## EXERCISE DETAILS
Render every line of the rows below as a JSON list of strings, one string per line, leaving out blank lines. Exclude the pictures from the list.

## DATA TO USE
* * *

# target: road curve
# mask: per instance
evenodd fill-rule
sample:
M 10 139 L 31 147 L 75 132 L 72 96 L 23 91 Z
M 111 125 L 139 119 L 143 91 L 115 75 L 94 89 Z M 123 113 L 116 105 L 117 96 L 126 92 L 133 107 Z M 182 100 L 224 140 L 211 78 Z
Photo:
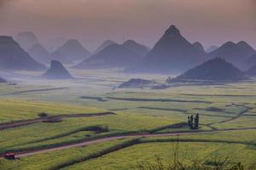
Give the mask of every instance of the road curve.
M 42 153 L 47 153 L 50 151 L 55 150 L 67 150 L 75 147 L 81 147 L 81 146 L 88 146 L 96 144 L 101 144 L 104 142 L 109 142 L 112 140 L 116 139 L 128 139 L 128 138 L 147 138 L 147 137 L 168 137 L 168 136 L 177 136 L 177 135 L 193 135 L 193 134 L 198 134 L 198 133 L 209 133 L 213 132 L 227 132 L 227 131 L 241 131 L 241 130 L 255 130 L 256 128 L 230 128 L 230 129 L 219 129 L 219 130 L 211 130 L 211 131 L 195 131 L 195 132 L 183 132 L 183 133 L 137 133 L 137 134 L 131 134 L 131 135 L 121 135 L 121 136 L 114 136 L 114 137 L 106 137 L 102 139 L 98 139 L 91 141 L 84 141 L 77 144 L 69 144 L 63 146 L 57 146 L 54 148 L 45 148 L 45 149 L 40 149 L 38 150 L 29 150 L 26 152 L 22 153 L 15 153 L 15 156 L 17 158 L 25 157 L 28 156 L 33 156 L 36 154 L 42 154 Z
M 100 113 L 67 114 L 67 115 L 58 115 L 58 116 L 39 117 L 35 119 L 22 120 L 22 121 L 17 121 L 13 122 L 4 122 L 4 123 L 0 123 L 0 131 L 8 128 L 27 126 L 27 125 L 38 123 L 38 122 L 61 122 L 63 118 L 91 117 L 91 116 L 109 116 L 109 115 L 115 115 L 115 113 L 108 111 L 108 112 L 100 112 Z

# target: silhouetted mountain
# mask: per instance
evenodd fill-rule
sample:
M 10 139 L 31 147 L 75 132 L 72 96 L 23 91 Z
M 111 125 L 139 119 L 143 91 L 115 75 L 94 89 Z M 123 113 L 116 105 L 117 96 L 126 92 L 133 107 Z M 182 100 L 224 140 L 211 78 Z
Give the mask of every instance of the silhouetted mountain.
M 56 51 L 67 56 L 72 62 L 81 61 L 90 56 L 90 52 L 78 40 L 68 40 Z
M 112 44 L 74 68 L 123 67 L 137 62 L 140 56 L 119 44 Z
M 211 58 L 221 57 L 240 68 L 244 68 L 247 58 L 253 53 L 254 49 L 245 42 L 240 42 L 236 44 L 228 42 L 209 53 L 209 56 Z
M 48 63 L 48 59 L 50 56 L 49 52 L 39 43 L 32 46 L 27 52 L 34 60 L 44 64 Z
M 7 82 L 7 81 L 0 76 L 0 83 Z
M 144 45 L 139 44 L 133 40 L 128 40 L 128 41 L 125 42 L 122 44 L 122 46 L 130 49 L 131 51 L 133 51 L 134 53 L 139 54 L 142 57 L 146 55 L 150 51 L 149 48 L 148 48 Z
M 248 59 L 246 61 L 246 65 L 247 68 L 256 65 L 256 52 L 255 54 L 248 57 Z
M 121 85 L 119 86 L 120 88 L 143 88 L 145 86 L 153 85 L 156 82 L 152 80 L 144 80 L 141 78 L 132 78 L 127 82 L 123 82 Z
M 58 60 L 65 65 L 73 64 L 73 61 L 60 51 L 55 51 L 50 54 L 49 58 L 48 59 L 48 63 L 49 63 L 51 60 Z
M 188 42 L 175 26 L 171 26 L 146 57 L 126 71 L 179 72 L 198 65 L 204 60 L 205 54 Z
M 202 44 L 199 42 L 195 42 L 195 43 L 192 44 L 195 48 L 197 48 L 198 50 L 201 51 L 201 52 L 206 52 L 204 47 L 202 46 Z
M 246 55 L 251 55 L 255 52 L 253 47 L 251 47 L 247 42 L 244 41 L 241 41 L 236 43 L 237 48 L 241 51 L 241 53 L 245 54 Z
M 42 75 L 44 78 L 47 79 L 71 79 L 73 76 L 69 74 L 67 70 L 62 65 L 60 61 L 50 61 L 50 68 Z
M 247 71 L 246 74 L 249 76 L 256 76 L 256 65 L 249 68 Z
M 20 32 L 15 40 L 25 50 L 28 50 L 32 46 L 38 43 L 36 35 L 32 31 Z
M 99 53 L 100 51 L 102 51 L 102 49 L 104 49 L 105 48 L 108 48 L 108 46 L 110 46 L 112 44 L 116 44 L 116 42 L 112 40 L 106 40 L 100 45 L 100 47 L 96 50 L 94 51 L 94 54 Z
M 0 37 L 0 68 L 36 71 L 46 69 L 37 62 L 11 37 Z
M 216 49 L 218 49 L 218 47 L 215 46 L 215 45 L 212 45 L 211 47 L 209 47 L 207 49 L 207 53 L 211 53 Z
M 189 80 L 207 81 L 238 81 L 245 77 L 244 73 L 221 58 L 212 59 L 189 70 L 185 73 L 167 82 L 183 82 Z

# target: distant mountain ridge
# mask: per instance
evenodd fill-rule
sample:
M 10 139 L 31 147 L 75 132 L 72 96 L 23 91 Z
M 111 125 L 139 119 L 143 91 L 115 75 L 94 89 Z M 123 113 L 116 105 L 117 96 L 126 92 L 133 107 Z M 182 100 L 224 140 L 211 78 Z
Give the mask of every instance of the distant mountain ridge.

* * *

## ANSWER BELOW
[
  "# target: road curve",
  "# mask: per instance",
  "evenodd fill-rule",
  "sample:",
  "M 10 139 L 31 147 L 75 132 L 72 96 L 23 91 Z",
  "M 111 125 L 139 119 L 143 91 L 115 75 L 94 89 Z M 123 113 L 116 105 L 117 96 L 126 92 L 133 107 Z M 182 100 L 224 140 L 211 78 Z",
  "Photo:",
  "Give the mask of every instance of the road curve.",
  "M 42 153 L 47 153 L 50 151 L 55 150 L 67 150 L 75 147 L 81 147 L 81 146 L 88 146 L 96 144 L 101 144 L 104 142 L 109 142 L 112 140 L 116 139 L 128 139 L 128 138 L 147 138 L 147 137 L 168 137 L 168 136 L 177 136 L 177 135 L 193 135 L 193 134 L 198 134 L 198 133 L 209 133 L 213 132 L 227 132 L 227 131 L 241 131 L 241 130 L 255 130 L 256 128 L 230 128 L 230 129 L 219 129 L 219 130 L 211 130 L 211 131 L 195 131 L 195 132 L 183 132 L 183 133 L 137 133 L 137 134 L 131 134 L 131 135 L 121 135 L 121 136 L 114 136 L 114 137 L 106 137 L 102 139 L 98 139 L 91 141 L 84 141 L 77 144 L 69 144 L 63 146 L 57 146 L 54 148 L 45 148 L 45 149 L 40 149 L 38 150 L 29 150 L 26 152 L 22 153 L 15 153 L 15 156 L 17 158 L 25 157 L 28 156 L 33 156 L 36 154 L 42 154 Z",
  "M 100 113 L 67 114 L 67 115 L 58 115 L 58 116 L 39 117 L 35 119 L 22 120 L 22 121 L 17 121 L 13 122 L 4 122 L 4 123 L 0 123 L 0 131 L 8 128 L 27 126 L 27 125 L 38 123 L 38 122 L 61 122 L 63 118 L 91 117 L 91 116 L 109 116 L 109 115 L 115 115 L 115 113 L 108 111 L 108 112 L 100 112 Z",
  "# target: silhouetted mountain",
  "# mask: per instance",
  "evenodd fill-rule",
  "sample:",
  "M 10 139 L 31 147 L 75 132 L 72 96 L 23 91 Z",
  "M 111 125 L 139 119 L 143 91 L 115 75 L 94 89 Z M 123 113 L 116 105 L 117 96 L 126 92 L 133 107 Z M 182 100 L 224 140 L 211 78 Z",
  "Give the mask of every instance of the silhouetted mountain.",
  "M 56 51 L 67 56 L 72 62 L 81 61 L 90 56 L 90 52 L 78 40 L 68 40 Z",
  "M 112 44 L 74 68 L 123 67 L 137 62 L 140 56 L 119 44 Z",
  "M 211 58 L 221 57 L 240 68 L 244 68 L 247 58 L 253 53 L 254 49 L 245 42 L 240 42 L 236 44 L 228 42 L 209 53 L 209 56 Z",
  "M 48 63 L 48 59 L 50 56 L 49 52 L 39 43 L 32 46 L 27 52 L 34 60 L 44 64 Z",
  "M 7 82 L 7 81 L 0 76 L 0 83 Z",
  "M 144 45 L 139 44 L 133 40 L 128 40 L 128 41 L 125 42 L 122 44 L 122 46 L 130 49 L 131 51 L 133 51 L 134 53 L 139 54 L 142 57 L 146 55 L 150 51 L 149 48 L 148 48 Z",
  "M 248 59 L 246 61 L 246 65 L 247 68 L 256 65 L 256 52 L 255 54 L 248 57 Z",
  "M 121 85 L 119 86 L 120 88 L 143 88 L 145 86 L 153 85 L 156 82 L 152 80 L 144 80 L 141 78 L 132 78 L 127 82 L 123 82 Z",
  "M 58 60 L 65 65 L 73 64 L 73 61 L 60 51 L 55 51 L 50 54 L 49 58 L 48 59 L 48 63 L 49 63 L 51 60 Z",
  "M 188 42 L 175 26 L 171 26 L 146 57 L 126 71 L 179 72 L 198 65 L 204 60 L 205 54 Z",
  "M 202 44 L 199 42 L 195 42 L 195 43 L 192 44 L 195 48 L 197 48 L 198 50 L 201 51 L 201 52 L 206 52 L 204 47 L 202 46 Z",
  "M 246 55 L 251 55 L 255 52 L 253 47 L 251 47 L 247 42 L 244 41 L 241 41 L 236 43 L 237 48 L 241 51 L 241 53 L 245 54 Z",
  "M 42 75 L 44 78 L 47 79 L 71 79 L 73 76 L 69 74 L 67 70 L 62 65 L 60 61 L 50 61 L 50 68 Z",
  "M 247 71 L 246 74 L 249 76 L 256 76 L 256 65 L 249 68 Z",
  "M 20 32 L 15 40 L 25 50 L 28 50 L 32 46 L 38 43 L 36 35 L 32 31 Z",
  "M 99 53 L 100 51 L 102 51 L 102 49 L 104 49 L 105 48 L 108 48 L 108 46 L 110 46 L 112 44 L 116 44 L 116 42 L 112 40 L 106 40 L 100 45 L 100 47 L 96 50 L 94 51 L 94 54 Z",
  "M 0 37 L 0 68 L 36 71 L 46 69 L 37 62 L 11 37 Z",
  "M 216 49 L 218 49 L 218 47 L 215 46 L 215 45 L 212 45 L 211 47 L 209 47 L 207 49 L 207 53 L 211 53 Z",
  "M 189 80 L 207 81 L 238 81 L 245 77 L 244 73 L 221 58 L 212 59 L 189 70 L 185 73 L 167 82 L 183 82 Z",
  "# target: distant mountain ridge",
  "# mask: per instance",
  "evenodd fill-rule",
  "sample:",
  "M 10 139 L 31 147 L 75 132 L 72 96 L 23 91 Z",
  "M 111 125 L 139 119 L 143 91 L 115 75 L 94 89 Z M 123 113 L 116 105 L 117 96 L 126 92 L 133 107 Z M 182 100 L 224 140 L 211 78 Z",
  "Give the mask of every instance of the distant mountain ridge."
]